In the text on genes and DNA methylation, which protein family does DIS3L2 belong to?

Text section —
┌──

ATG16L1 is an essential component of the autophagy pathway and mutations in this gene have been associated with inflammatory bowel disease. Since proper function of
ATG16L1 is necessary for host-defense responses against micro-organisms and inflammatory responses in Crohn’s disease, this gene might be relevant in the respiratory system as well [
29].
DIS3L2 belongs to the family of exo-ribonucleases, key enzymes involved in the control of messenger RNA stability.
DIS3L2 has been associated with human diseases such as Perlman syndrome and Wilm’s tumor, but a role in pulmonary diseases has not been described [
30]. For cg06126421 located at the intergenic region of chromosome 6, we found an association between DNA methylation levels and the expression of the genes
TUBB and
MUC21.
TUBB encodes a beta tubulin protein of the microtubule cytoskeleton and has shown to be involved in microcephaly with structural brain abnormalities in humans. A role for
TUBB in lung-related pathologies, however, is currently unknown [
31].
MUC21 belongs to group of 22 mucin proteins, the major glycoprotein components of mucus, which forms the protective layer of the epithelial surface. Since overproduction of mucins is associated with common respiratory diseases including COPD, asthma and cystic fibrosis [
32],
MUC21 is a biological plausible gene and further investigations into the inverse association between DNA methylation at cg06126421 and the expression of
MUC21 are warranted.

└──

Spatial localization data
┌──

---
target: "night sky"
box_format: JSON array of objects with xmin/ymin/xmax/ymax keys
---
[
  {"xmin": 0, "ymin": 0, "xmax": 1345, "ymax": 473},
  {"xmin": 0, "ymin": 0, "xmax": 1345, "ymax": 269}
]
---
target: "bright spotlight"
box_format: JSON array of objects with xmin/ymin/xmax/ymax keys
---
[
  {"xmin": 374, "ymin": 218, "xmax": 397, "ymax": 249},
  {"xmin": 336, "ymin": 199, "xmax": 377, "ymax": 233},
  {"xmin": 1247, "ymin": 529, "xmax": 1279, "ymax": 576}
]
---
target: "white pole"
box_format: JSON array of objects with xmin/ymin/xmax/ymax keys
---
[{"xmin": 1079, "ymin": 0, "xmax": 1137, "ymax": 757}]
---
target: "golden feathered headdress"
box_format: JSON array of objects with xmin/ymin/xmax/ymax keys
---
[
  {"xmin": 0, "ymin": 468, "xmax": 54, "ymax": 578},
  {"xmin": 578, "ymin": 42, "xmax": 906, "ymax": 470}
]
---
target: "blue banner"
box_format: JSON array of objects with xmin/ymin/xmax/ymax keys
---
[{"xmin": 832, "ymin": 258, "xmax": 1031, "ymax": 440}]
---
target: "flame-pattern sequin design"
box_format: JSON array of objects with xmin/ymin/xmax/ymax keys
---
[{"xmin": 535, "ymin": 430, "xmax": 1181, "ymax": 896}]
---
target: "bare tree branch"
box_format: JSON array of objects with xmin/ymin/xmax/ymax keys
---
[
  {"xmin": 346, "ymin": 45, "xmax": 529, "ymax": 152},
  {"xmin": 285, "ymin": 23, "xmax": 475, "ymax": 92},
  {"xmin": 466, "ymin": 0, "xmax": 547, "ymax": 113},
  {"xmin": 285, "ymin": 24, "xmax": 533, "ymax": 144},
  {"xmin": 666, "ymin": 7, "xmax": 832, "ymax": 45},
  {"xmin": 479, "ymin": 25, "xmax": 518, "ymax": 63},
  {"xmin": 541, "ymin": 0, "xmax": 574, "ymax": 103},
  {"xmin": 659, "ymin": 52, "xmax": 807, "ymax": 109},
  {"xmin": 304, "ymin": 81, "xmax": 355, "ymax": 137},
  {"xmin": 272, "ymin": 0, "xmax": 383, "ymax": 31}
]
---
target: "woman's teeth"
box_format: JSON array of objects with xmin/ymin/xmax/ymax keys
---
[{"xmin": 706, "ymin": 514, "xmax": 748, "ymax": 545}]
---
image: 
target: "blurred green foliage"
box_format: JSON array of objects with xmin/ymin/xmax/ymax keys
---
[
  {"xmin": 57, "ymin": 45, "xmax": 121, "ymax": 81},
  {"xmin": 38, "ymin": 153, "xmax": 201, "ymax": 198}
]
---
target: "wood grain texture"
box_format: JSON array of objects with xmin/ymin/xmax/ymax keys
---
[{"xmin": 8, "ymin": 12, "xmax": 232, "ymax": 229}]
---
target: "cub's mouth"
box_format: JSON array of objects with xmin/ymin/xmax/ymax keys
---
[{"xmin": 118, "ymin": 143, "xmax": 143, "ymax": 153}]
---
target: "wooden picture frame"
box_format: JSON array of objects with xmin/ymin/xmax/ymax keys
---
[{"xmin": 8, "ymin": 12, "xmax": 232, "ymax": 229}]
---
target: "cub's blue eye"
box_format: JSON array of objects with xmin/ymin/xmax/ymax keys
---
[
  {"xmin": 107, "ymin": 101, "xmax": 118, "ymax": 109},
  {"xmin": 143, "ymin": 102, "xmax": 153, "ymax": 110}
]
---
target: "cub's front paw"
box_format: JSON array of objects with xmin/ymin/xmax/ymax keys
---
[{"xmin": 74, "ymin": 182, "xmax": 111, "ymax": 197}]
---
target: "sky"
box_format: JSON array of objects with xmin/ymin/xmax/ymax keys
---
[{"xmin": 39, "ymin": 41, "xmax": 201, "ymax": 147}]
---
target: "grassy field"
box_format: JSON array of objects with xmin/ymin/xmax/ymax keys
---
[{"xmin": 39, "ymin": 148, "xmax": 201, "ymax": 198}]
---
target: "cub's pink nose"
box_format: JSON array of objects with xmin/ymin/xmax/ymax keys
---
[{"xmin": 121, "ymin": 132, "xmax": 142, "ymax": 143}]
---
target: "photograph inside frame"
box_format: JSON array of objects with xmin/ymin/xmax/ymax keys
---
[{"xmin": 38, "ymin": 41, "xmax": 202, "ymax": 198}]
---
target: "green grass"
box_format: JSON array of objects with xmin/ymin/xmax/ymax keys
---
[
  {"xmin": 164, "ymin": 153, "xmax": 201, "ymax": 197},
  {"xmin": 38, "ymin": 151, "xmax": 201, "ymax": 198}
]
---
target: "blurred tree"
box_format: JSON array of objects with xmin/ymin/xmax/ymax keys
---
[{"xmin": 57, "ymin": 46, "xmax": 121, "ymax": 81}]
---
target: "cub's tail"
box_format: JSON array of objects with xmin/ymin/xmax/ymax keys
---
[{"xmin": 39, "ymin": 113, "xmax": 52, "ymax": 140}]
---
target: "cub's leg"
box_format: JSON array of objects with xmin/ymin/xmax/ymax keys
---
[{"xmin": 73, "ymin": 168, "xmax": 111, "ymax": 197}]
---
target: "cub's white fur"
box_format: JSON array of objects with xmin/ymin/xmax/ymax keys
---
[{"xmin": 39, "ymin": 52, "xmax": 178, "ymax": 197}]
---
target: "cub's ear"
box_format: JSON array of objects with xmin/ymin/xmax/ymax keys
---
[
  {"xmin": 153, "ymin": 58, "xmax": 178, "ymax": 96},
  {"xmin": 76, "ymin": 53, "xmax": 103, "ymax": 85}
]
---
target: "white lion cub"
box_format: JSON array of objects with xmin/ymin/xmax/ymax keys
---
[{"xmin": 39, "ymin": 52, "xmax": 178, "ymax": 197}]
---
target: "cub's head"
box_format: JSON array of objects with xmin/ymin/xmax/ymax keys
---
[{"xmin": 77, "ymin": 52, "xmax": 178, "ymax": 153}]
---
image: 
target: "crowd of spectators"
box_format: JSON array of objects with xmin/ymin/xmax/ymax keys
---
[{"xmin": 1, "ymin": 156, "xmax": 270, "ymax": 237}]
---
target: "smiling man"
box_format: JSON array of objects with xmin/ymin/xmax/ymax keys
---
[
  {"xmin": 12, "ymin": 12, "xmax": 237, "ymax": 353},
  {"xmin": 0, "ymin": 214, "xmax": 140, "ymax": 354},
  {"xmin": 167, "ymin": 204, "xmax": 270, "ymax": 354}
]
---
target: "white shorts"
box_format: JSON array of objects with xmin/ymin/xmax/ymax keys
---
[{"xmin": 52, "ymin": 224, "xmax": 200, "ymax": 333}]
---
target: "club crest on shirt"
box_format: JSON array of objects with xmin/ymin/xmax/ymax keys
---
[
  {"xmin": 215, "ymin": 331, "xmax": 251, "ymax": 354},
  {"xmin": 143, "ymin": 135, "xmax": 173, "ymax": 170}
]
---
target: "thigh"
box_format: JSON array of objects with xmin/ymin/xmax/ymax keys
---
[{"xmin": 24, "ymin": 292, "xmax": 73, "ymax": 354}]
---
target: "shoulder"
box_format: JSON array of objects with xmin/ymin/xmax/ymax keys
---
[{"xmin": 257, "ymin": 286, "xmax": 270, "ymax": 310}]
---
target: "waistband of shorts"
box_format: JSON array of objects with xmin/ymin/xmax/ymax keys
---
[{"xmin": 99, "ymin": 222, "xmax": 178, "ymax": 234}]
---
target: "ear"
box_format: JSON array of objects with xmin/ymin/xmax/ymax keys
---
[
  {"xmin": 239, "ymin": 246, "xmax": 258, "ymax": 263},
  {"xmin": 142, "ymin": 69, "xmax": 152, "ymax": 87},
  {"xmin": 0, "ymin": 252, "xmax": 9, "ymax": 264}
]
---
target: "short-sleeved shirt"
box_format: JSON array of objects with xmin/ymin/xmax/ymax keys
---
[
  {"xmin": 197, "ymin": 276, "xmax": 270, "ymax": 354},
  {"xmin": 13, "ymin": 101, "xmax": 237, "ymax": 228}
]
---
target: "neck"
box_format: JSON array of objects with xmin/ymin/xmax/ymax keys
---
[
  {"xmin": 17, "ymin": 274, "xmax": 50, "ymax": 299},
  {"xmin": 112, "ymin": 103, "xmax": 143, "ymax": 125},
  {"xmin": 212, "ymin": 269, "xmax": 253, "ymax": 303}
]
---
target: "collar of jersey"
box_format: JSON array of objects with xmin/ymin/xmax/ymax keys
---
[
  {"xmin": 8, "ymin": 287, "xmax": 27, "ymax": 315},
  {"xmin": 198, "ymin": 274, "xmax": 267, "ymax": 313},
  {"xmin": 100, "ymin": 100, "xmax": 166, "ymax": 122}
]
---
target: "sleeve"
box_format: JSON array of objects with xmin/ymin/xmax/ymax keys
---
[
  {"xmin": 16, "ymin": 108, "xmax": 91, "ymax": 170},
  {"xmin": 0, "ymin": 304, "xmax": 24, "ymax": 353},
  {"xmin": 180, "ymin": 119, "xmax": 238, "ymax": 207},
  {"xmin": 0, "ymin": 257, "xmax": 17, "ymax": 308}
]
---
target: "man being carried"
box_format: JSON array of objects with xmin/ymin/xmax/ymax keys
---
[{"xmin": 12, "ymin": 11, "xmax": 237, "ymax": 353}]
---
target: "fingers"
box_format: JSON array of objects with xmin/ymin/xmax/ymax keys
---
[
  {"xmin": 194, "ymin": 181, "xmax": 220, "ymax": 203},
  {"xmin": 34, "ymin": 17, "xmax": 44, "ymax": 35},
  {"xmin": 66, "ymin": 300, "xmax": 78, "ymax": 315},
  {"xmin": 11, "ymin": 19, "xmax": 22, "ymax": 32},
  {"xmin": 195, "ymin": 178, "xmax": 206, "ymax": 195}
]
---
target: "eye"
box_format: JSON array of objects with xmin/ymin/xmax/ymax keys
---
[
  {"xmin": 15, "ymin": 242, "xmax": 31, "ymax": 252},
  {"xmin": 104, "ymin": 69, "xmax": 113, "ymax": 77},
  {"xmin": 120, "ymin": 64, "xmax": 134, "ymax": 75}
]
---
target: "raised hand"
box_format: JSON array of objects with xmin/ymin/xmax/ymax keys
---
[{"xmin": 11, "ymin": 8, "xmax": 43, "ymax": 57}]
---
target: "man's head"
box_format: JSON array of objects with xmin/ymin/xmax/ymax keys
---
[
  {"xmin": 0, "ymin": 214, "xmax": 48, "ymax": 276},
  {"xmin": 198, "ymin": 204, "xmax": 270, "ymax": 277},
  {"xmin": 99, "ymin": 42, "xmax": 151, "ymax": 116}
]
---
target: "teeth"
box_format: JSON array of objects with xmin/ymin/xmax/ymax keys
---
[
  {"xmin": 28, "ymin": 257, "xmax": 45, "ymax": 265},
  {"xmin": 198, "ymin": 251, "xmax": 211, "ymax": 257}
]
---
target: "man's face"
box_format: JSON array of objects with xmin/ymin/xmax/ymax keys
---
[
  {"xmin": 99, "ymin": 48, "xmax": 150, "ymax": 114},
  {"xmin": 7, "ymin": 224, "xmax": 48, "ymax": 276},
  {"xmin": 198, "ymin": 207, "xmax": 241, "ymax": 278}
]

└──

Task output — The family of exo-ribonucleases.